§ Your goal
Retype the rows below verbatim, starting at the very first line and ending with the line that contains "61 111 L 71".

§ Excerpt from a dataset
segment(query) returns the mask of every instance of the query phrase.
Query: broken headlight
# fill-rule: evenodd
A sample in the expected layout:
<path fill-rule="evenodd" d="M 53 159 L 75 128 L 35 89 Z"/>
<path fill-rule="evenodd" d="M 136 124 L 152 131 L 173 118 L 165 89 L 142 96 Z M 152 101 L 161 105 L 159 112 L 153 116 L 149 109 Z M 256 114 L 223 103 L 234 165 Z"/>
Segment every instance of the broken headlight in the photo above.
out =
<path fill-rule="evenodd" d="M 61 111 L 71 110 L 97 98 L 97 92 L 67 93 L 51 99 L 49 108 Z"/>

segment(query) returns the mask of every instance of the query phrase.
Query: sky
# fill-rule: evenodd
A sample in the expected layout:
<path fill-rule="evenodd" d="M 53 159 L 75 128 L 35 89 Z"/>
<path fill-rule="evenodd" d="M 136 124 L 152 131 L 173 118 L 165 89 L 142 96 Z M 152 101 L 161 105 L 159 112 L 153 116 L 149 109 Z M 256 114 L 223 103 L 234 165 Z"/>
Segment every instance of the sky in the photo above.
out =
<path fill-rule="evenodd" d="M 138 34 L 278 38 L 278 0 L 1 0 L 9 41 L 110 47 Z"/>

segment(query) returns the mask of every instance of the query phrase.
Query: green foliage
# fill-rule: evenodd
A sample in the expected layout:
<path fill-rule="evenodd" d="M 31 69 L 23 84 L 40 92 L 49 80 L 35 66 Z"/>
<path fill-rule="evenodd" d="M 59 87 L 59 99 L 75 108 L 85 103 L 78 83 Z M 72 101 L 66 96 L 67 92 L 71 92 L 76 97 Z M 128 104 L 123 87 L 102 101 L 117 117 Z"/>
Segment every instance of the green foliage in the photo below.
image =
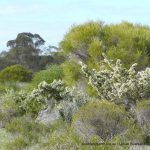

§ In response
segment(query) returns the mask of every instance of the query phrase.
Query: broken headlight
# fill-rule: evenodd
A sample in the expected layout:
<path fill-rule="evenodd" d="M 53 159 L 75 128 L 35 89 Z"/>
<path fill-rule="evenodd" d="M 136 124 L 152 131 L 173 118 L 165 89 L 142 96 Z M 152 101 L 161 105 L 159 112 L 153 116 L 149 109 Z M 256 114 L 223 103 L 234 165 Z"/>
Segment every instance of the broken headlight in the photo above.
out =
<path fill-rule="evenodd" d="M 61 111 L 71 110 L 97 98 L 97 92 L 67 93 L 51 99 L 49 108 Z"/>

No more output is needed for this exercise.